## WHAT THE TASK REQUIRES:
Recast the data below as a JSON array of strings, with one string per line and blank lines omitted.

Annotation dataset entries:
============

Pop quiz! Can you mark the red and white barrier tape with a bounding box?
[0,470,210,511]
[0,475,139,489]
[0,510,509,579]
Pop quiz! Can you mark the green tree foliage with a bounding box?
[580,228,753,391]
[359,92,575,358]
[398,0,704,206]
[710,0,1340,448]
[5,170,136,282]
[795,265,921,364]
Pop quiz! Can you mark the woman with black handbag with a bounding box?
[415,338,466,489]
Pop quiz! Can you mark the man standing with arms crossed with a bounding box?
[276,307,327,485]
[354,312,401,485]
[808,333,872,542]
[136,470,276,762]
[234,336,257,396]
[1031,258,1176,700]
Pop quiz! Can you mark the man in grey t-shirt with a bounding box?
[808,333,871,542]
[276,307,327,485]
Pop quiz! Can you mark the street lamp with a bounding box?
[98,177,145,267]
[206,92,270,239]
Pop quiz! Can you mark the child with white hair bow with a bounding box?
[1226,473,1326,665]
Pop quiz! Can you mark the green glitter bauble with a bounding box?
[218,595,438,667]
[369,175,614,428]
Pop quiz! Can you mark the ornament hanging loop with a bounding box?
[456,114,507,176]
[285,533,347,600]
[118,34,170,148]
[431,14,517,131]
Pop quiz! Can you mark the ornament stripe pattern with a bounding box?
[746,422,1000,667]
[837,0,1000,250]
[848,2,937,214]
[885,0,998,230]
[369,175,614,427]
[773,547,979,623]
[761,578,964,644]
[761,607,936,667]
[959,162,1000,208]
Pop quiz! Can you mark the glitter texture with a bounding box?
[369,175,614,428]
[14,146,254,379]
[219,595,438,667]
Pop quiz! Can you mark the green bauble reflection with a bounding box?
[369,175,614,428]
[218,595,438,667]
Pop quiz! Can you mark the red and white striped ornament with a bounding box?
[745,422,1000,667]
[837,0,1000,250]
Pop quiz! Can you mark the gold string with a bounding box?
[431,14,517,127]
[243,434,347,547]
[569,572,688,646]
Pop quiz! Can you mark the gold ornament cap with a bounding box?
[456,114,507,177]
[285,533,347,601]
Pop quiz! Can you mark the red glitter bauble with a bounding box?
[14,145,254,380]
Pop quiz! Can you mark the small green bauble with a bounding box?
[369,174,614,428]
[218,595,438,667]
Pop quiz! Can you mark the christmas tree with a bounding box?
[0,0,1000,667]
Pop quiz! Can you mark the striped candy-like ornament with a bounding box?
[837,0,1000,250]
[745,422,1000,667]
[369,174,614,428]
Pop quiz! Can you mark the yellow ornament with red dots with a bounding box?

============

## ANSWER TO THIS TASK:
[
  "Pop quiz! Can you mark the red and white barrier tape with a bounding box?",
  "[0,470,210,511]",
  "[0,475,139,489]",
  "[0,510,509,579]",
  "Pop quiz! Can you mark the green tree foliage with a bounding box?",
  "[580,228,753,391]",
  "[359,92,575,358]",
  "[398,0,704,206]",
  "[710,0,1340,448]",
  "[5,170,136,282]",
  "[795,265,921,364]",
  "Pop quiz! Can you mark the woman with black handbag with a bounding box?",
  "[415,338,466,489]",
  "Pop quiz! Can you mark the man standing with arms crossed with a bounding box?",
  "[276,307,327,485]",
  "[354,312,401,485]",
  "[808,333,872,542]",
  "[136,470,276,762]",
  "[234,336,257,396]",
  "[1031,258,1176,700]",
  "Pop quiz! Can you mark the man in grey t-shirt with a bounding box?",
  "[808,333,871,542]",
  "[276,307,327,485]",
  "Pop quiz! Can you mark the street lamp with a bounding box?",
  "[98,177,145,267]",
  "[206,92,270,239]",
  "Pop quiz! Can you mark the child with white hair bow with a bounding box?",
  "[1226,473,1326,665]",
  "Pop quiz! Can you mark the green glitter bauble with a bounding box?",
  "[218,595,438,667]",
  "[369,175,614,428]",
  "Pop quiz! Can you mark the ornament hanging loop with a bounding box?",
  "[456,114,507,176]",
  "[285,533,347,600]",
  "[118,34,170,148]",
  "[431,14,517,131]",
  "Pop quiz! Can you mark the ornament stripe pattern with a bounding box?",
  "[746,422,1000,667]",
  "[837,0,1000,250]",
  "[848,2,937,214]",
  "[885,0,998,230]",
  "[369,175,614,427]",
  "[773,547,979,623]",
  "[761,578,964,644]",
  "[761,607,936,667]",
  "[959,162,1000,208]",
  "Pop quiz! Can you mark the glitter texture with a bounding box?",
  "[369,175,614,428]",
  "[14,146,254,379]",
  "[219,595,438,667]",
  "Pop quiz! Can you mark the green bauble reflection with a bounding box?",
  "[369,175,614,428]",
  "[218,595,438,667]",
  "Pop quiz! Can you mark the red and white striped ornament with a bounding box?",
  "[745,422,1000,667]",
  "[837,0,1000,250]",
  "Pop quiz! Can you mark the gold string with a bounding box?",
  "[431,14,517,127]",
  "[243,434,347,547]",
  "[569,572,688,646]",
  "Pop quiz! Can you mark the gold ornament cap with a bounding box?",
  "[456,114,507,177]",
  "[285,533,347,601]",
  "Pop quiz! Can you mark the red glitter bauble with a bounding box?",
  "[14,145,254,380]",
  "Pop quiz! Can you mark the small green bauble with a bounding box?",
  "[369,174,614,428]",
  "[218,595,438,667]",
  "Pop quiz! Can you mark the christmas tree with a bounding box?",
  "[0,0,1000,667]",
  "Pop quiz! Can you mark the striped candy-like ornament with a bounding box?",
  "[837,0,1000,250]",
  "[745,422,1000,667]",
  "[369,174,614,428]",
  "Pop quiz! Can you mark the yellow ornament with red dots with a bounding box?"
]